DATA FOR THIS TASK
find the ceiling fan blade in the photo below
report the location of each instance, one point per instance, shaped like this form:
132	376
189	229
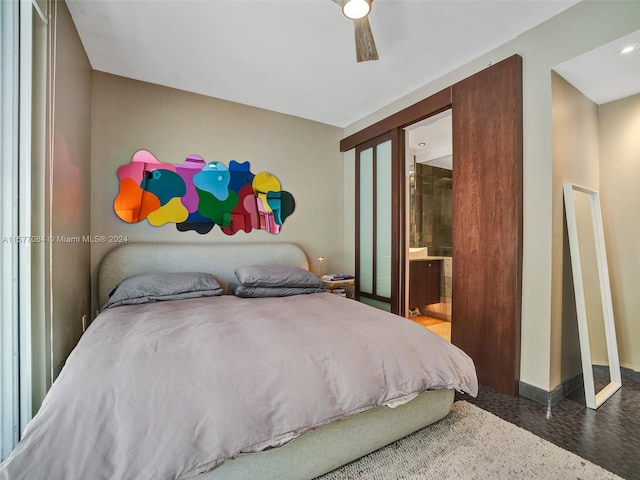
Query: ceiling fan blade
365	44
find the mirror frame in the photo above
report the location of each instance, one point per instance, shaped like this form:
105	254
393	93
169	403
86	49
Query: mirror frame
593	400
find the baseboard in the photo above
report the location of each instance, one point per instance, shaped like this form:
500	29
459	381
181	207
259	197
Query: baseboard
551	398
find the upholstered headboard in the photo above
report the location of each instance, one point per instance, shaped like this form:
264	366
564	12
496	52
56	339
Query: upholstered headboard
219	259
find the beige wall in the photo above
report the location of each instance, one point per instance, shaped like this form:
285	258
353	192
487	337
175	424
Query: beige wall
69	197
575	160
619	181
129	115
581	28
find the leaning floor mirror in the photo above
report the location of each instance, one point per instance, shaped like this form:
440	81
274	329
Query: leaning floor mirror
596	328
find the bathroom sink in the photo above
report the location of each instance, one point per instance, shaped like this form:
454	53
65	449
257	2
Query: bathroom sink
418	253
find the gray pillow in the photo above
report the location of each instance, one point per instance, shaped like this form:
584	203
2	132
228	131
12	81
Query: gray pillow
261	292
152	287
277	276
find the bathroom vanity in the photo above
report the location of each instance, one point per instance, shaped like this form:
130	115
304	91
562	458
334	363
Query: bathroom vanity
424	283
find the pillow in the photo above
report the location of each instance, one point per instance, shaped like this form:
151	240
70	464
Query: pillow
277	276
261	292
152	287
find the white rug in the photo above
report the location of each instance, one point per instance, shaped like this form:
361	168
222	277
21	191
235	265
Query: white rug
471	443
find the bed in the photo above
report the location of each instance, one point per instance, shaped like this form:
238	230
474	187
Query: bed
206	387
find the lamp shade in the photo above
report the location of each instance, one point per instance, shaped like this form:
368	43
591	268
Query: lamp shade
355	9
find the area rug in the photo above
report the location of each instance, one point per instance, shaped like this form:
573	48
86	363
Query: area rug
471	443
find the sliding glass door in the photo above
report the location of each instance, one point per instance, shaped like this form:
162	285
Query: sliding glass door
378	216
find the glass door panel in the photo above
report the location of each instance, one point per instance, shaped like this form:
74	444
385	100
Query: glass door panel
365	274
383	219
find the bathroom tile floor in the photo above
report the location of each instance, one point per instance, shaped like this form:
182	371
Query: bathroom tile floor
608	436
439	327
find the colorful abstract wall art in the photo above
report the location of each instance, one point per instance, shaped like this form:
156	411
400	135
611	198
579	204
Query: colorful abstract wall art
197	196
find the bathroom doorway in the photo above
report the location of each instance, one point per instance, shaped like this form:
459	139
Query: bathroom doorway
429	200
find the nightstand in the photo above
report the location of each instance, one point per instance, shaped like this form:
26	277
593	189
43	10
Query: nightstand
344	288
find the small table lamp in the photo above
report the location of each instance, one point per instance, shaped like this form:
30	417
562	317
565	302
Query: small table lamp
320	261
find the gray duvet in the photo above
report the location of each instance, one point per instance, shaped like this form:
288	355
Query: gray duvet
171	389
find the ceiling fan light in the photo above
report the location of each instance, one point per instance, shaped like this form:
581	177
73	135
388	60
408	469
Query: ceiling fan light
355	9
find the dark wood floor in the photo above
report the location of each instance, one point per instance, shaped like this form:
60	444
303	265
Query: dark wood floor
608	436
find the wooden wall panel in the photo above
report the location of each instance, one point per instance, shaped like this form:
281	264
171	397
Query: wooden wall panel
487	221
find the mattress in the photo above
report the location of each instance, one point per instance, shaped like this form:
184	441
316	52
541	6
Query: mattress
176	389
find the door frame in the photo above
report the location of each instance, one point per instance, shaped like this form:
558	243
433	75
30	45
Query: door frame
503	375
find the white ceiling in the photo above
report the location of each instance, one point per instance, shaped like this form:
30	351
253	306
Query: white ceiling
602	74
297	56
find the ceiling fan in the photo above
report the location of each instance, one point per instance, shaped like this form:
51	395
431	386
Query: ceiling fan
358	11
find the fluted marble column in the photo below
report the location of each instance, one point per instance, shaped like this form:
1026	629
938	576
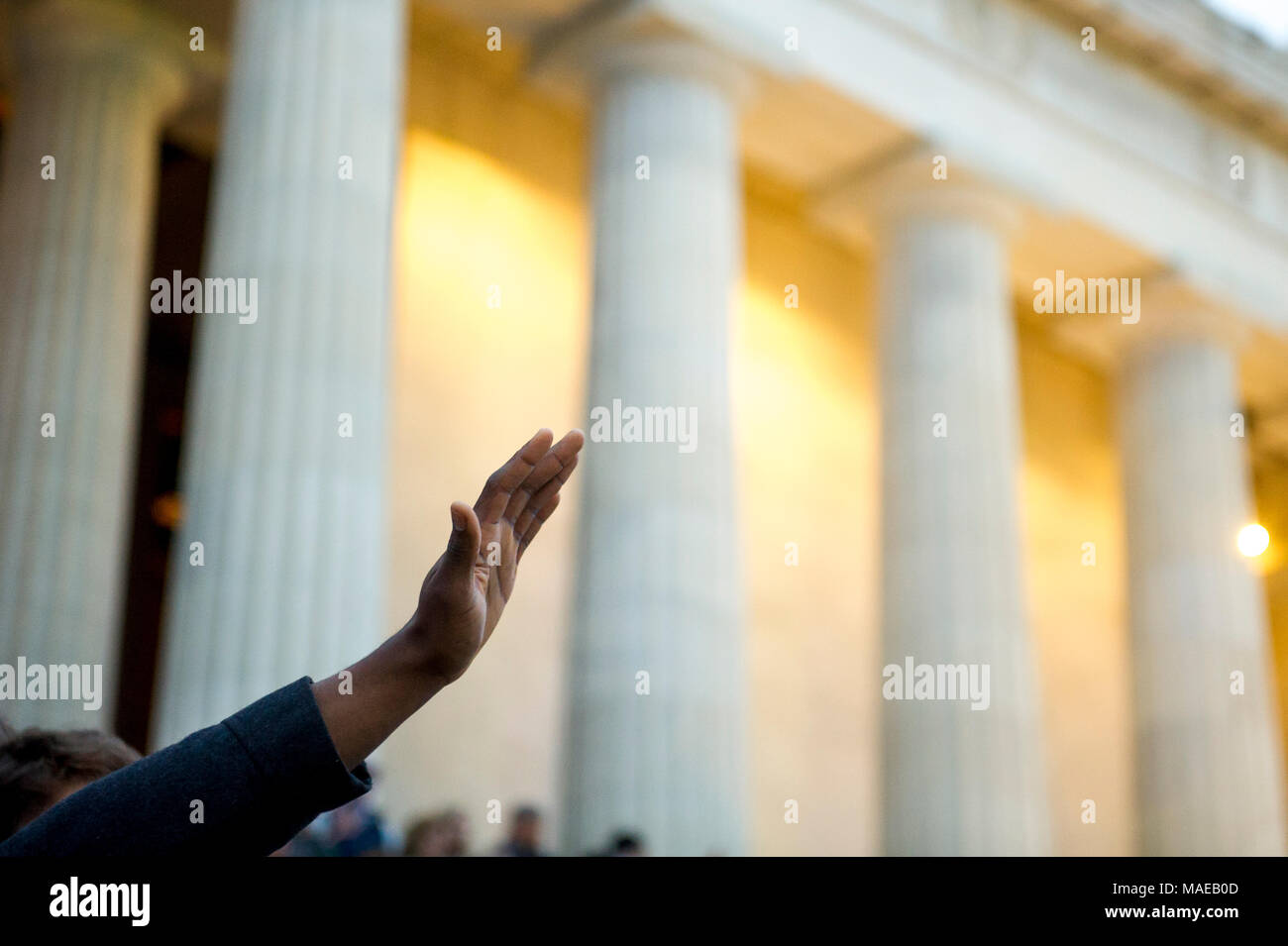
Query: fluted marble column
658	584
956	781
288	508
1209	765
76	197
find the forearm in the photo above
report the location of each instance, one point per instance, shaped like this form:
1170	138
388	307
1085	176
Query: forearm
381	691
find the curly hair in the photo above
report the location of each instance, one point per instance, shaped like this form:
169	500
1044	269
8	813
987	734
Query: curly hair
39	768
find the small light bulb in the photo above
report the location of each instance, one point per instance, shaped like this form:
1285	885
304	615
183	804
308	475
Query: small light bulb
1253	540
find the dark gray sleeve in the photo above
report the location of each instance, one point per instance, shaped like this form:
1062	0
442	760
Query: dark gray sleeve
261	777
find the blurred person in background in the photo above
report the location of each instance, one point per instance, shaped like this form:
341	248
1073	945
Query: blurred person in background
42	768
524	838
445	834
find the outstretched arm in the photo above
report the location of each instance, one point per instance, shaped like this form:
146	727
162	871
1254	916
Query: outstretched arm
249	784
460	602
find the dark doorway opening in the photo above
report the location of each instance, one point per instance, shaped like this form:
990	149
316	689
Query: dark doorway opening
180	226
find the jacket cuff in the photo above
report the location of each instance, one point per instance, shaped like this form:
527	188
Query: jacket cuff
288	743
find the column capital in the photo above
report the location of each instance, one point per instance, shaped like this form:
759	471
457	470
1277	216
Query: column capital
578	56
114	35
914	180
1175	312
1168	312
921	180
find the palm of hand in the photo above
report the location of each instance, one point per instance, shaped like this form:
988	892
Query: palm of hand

PROBLEM REQUIREMENTS
Please put every line of the records above into a Markdown table with the columns "Number" and "Content", one row per line, numbered in order. Skip blank lines, and leave the pictures out.

REPLY TO THE EXERCISE
| Number | Content |
|---|---|
| 1 | find the ceiling fan blade in the photo below |
| 2 | report the location of each instance, one point per instance, shaped like this form: |
| 3 | 132	376 |
| 4 | 189	229 |
| 5 | Query: ceiling fan blade |
| 6 | 365	44 |
| 7 | find the mirror frame in the photo above |
| 8 | report the location of each instance, one point per instance, shaped like this form: |
| 9 | 105	254 |
| 10 | 393	93 |
| 11 | 169	403 |
| 12 | 86	49 |
| 13 | Query: mirror frame |
| 14 | 593	400 |
| 15 | find the baseboard in the photo above |
| 16 | report the location of each instance, one point per instance, shaped like this form: |
| 17 | 500	29 |
| 18 | 459	381 |
| 19 | 181	207 |
| 20 | 259	197 |
| 21 | Query: baseboard |
| 22 | 551	398 |
| 23 | find the upholstered headboard in the photo above |
| 24 | report the location of each instance, one point per instance, shaped like this form: |
| 25 | 264	366 |
| 26 | 564	12 |
| 27 | 496	52 |
| 28 | 56	339 |
| 29 | Query: upholstered headboard |
| 30 | 219	259 |
| 31 | find the beige wall in the photo above |
| 32 | report the location of each instance, one point per instance, shaped like this form: |
| 33 | 285	258 |
| 34 | 353	192 |
| 35 | 487	337 |
| 36 | 175	424 |
| 37 | Query: beige wall |
| 38 | 69	197 |
| 39 | 575	160 |
| 40 | 619	181 |
| 41 | 129	115 |
| 42 | 581	28 |
| 43 | find the leaning floor mirror in the photo above |
| 44 | report the location of each instance, one point per instance, shaped like this form: |
| 45 | 440	81 |
| 46 | 274	329 |
| 47 | Query: leaning floor mirror |
| 48 | 596	328 |
| 49 | find the bathroom sink in the photo above |
| 50 | report the location of each instance, one point per instance, shaped like this form: |
| 51 | 454	53 |
| 52 | 65	449 |
| 53 | 257	2 |
| 54 | Query: bathroom sink |
| 55 | 418	253 |
| 56 | find the gray pillow in the photo above |
| 57 | report the location of each instance, one point per instance, shaped like this form: |
| 58 | 584	203 |
| 59 | 2	132 |
| 60 | 228	131 |
| 61 | 12	81 |
| 62 | Query: gray pillow |
| 63 | 261	292 |
| 64 | 152	287 |
| 65 | 277	276 |
| 66 | find the bathroom vanity in the photo above |
| 67 | report the location of each instance, one point per instance, shaped like this form: |
| 68 | 130	115 |
| 69 | 304	91 |
| 70 | 562	458 |
| 71 | 334	363 |
| 72 | Query: bathroom vanity |
| 73 | 424	283 |
| 74 | find the pillow in the photo above |
| 75 | report the location of each instance, one point per instance, shaped like this form: |
| 76 | 151	240 |
| 77 | 70	464 |
| 78 | Query: pillow |
| 79 | 277	276 |
| 80 | 261	292 |
| 81 | 152	287 |
| 82 | find the white rug in the photo above |
| 83 | report the location of each instance, one point per instance, shaped like this form: |
| 84 | 361	168 |
| 85 | 222	277 |
| 86 | 21	191 |
| 87 | 235	265 |
| 88 | Query: white rug |
| 89 | 471	443 |
| 90 | find the bed in the photo above |
| 91 | report the location of each instance, one point per instance, shaped like this form: |
| 92 | 238	230 |
| 93 | 474	187 |
| 94 | Query: bed |
| 95 | 206	387 |
| 96 | find the lamp shade in the photo above |
| 97 | report the location of each instance, one point per instance, shaped like this form: |
| 98 | 368	43 |
| 99 | 591	268 |
| 100 | Query: lamp shade |
| 101 | 355	9 |
| 102 | find the area rug in the photo above |
| 103 | report the location of each instance, one point per instance, shaped like this form: |
| 104 | 573	48 |
| 105 | 86	363 |
| 106 | Query: area rug |
| 107 | 471	443 |
| 108 | find the sliding glass door in the photo above |
| 109 | report the location of each instance, one point per instance, shaped like this form: |
| 110 | 162	285 |
| 111 | Query: sliding glass door |
| 112 | 378	216 |
| 113 | find the glass door panel in the photo above |
| 114 | report the location of each instance, one point per instance, shaped like this form: |
| 115 | 74	444 |
| 116 | 385	100 |
| 117 | Query: glass door panel |
| 118 | 365	274 |
| 119 | 383	219 |
| 120 | find the bathroom tile floor in the photo above |
| 121 | report the location of each instance, one point per instance, shaped like this form: |
| 122 | 182	371 |
| 123 | Query: bathroom tile floor |
| 124 | 608	436 |
| 125 | 439	327 |
| 126 | find the colorful abstract wall art in the photo above |
| 127 | report the location of each instance, one point per instance, shaped like this form: |
| 128 | 156	411 |
| 129 | 400	135 |
| 130 | 611	198 |
| 131 | 579	204 |
| 132 | Query: colorful abstract wall art |
| 133 | 197	196 |
| 134 | find the bathroom doorway in the photo above |
| 135 | report the location of each instance, one point per instance, shaped like this form: |
| 136 | 459	139 |
| 137 | Query: bathroom doorway |
| 138 | 429	200 |
| 139 | find the nightstand in the photo above |
| 140 | report the location of each instance, one point per instance, shaped like this form: |
| 141 | 26	277 |
| 142 | 593	189 |
| 143 | 43	10 |
| 144 | Query: nightstand |
| 145 | 344	288 |
| 146 | find the small table lamp in the photo above |
| 147 | report the location of each instance, one point per instance, shaped like this form: |
| 148 | 30	417 |
| 149 | 562	317 |
| 150 | 565	302 |
| 151 | Query: small table lamp |
| 152 | 320	261 |
| 153 | find the gray duvet in the photo above |
| 154 | report the location of each instance, one point per instance, shaped like this form: |
| 155 | 288	355 |
| 156 | Query: gray duvet |
| 157 | 171	389 |
| 158 | find the ceiling fan light in the photo above |
| 159 | report the location of each instance, one point per instance, shaped like this form: |
| 160 | 581	177 |
| 161 | 73	135 |
| 162 | 388	60 |
| 163 | 408	469 |
| 164 | Query: ceiling fan light |
| 165 | 355	9 |
| 166 | find the dark wood floor in the photo above |
| 167 | report the location of each instance, one point per instance, shaped like this form: |
| 168 | 60	444 |
| 169 | 303	265 |
| 170 | Query: dark wood floor |
| 171 | 608	436 |
| 172 | find the wooden wall panel in the photo above |
| 173 | report the location of each instance, one point per instance, shaped like this form: |
| 174 | 281	264 |
| 175 | 171	397 |
| 176 | Query: wooden wall panel |
| 177 | 487	221 |
| 178 | find the mattress in the photo above |
| 179 | report the location of each instance, one point per instance, shaped like this form: |
| 180 | 184	441 |
| 181 | 316	52 |
| 182 | 541	6 |
| 183 | Query: mattress |
| 184 | 176	389 |
| 185 | find the door frame in the photo above |
| 186 | report the location of each instance, one point per instance, shaped like this form: |
| 187 | 558	243 |
| 188 | 433	75 |
| 189 | 30	45 |
| 190 | Query: door frame |
| 191 | 503	375 |
| 192 | find the white ceiling in the photo above |
| 193 | report the location of each instance, one point per instance, shaped like this form: |
| 194 | 30	351 |
| 195 | 253	306 |
| 196 | Query: white ceiling |
| 197 | 602	74 |
| 198 | 297	56 |
| 199 | find the ceiling fan in the photo above |
| 200 | report the location of each instance, one point per instance, shaped like this form: |
| 201 | 51	395 |
| 202 | 431	386 |
| 203 | Query: ceiling fan |
| 204 | 358	11 |
| 205 | find the fluted marble column in the photo below |
| 206 | report the location of each instance, one point per instance, shaped like this form: |
| 207 | 1026	629 |
| 208 | 938	576 |
| 209 | Query: fluted marble column |
| 210 | 658	584 |
| 211 | 956	781 |
| 212 | 288	508 |
| 213 | 1209	765 |
| 214 | 76	197 |
| 215 | find the forearm in the photo above |
| 216 | report the location of each instance, one point per instance, shaped like this form: |
| 217 | 1170	138 |
| 218 | 388	307 |
| 219 | 1085	176 |
| 220 | Query: forearm |
| 221 | 381	691 |
| 222 | find the curly hair in the photo above |
| 223 | report the location of each instance, one point per instance, shaped like this form: |
| 224 | 169	500 |
| 225 | 1044	269 |
| 226 | 8	813 |
| 227 | 987	734 |
| 228 | Query: curly hair |
| 229 | 39	768 |
| 230 | find the small light bulb in the photo above |
| 231 | report the location of each instance, one point per instance, shaped like this form: |
| 232 | 1285	885 |
| 233 | 304	615 |
| 234 | 183	804 |
| 235 | 308	475 |
| 236 | Query: small light bulb |
| 237 | 1253	540 |
| 238 | find the dark gray sleeve in the photo above |
| 239 | report the location of each instance, one point per instance, shaped like this form: |
| 240 | 1062	0 |
| 241 | 442	760 |
| 242 | Query: dark gray sleeve |
| 243 | 261	777 |
| 244 | find the blurred person in background in the photo above |
| 245 | report the location of each instance, one point per instance, shaped like this form: |
| 246 | 341	248 |
| 247 | 1073	945 |
| 248 | Query: blurred person in background |
| 249 | 42	768 |
| 250 | 524	838 |
| 251 | 445	834 |
| 252 | find the outstretched arm in the photo above |
| 253 | report the location of each instance, one point per instance, shaped like this form: |
| 254 | 146	727 |
| 255 | 162	871 |
| 256 | 1254	916 |
| 257 | Query: outstretched arm |
| 258 | 249	784 |
| 259 | 460	602 |
| 260 | find the dark doorway opening in the photo above |
| 261 | report the location of each instance, one point per instance, shaped like this form: |
| 262 | 990	149 |
| 263 | 316	689 |
| 264 | Query: dark doorway opening |
| 265 | 180	226 |
| 266 | find the jacket cuff in the photo above |
| 267 | report the location of each instance, one point per instance, shaped like this form: |
| 268 | 527	188 |
| 269 | Query: jacket cuff |
| 270 | 288	743 |
| 271 | find the column capital in the photo above |
| 272 | report the location of each instance, one point per instance, shaped like this form: |
| 273 | 759	471 |
| 274 | 457	470 |
| 275 | 1277	216 |
| 276 | Query: column capital |
| 277 | 578	56 |
| 278 | 114	35 |
| 279 | 914	180 |
| 280 | 1175	312 |
| 281 | 1168	312 |
| 282 | 921	180 |
| 283 | find the palm of hand in the photo above |
| 284 | report the location of each instance, one point per instance, shaped like this form: |
| 285 | 988	892 |
| 286 | Query: palm of hand |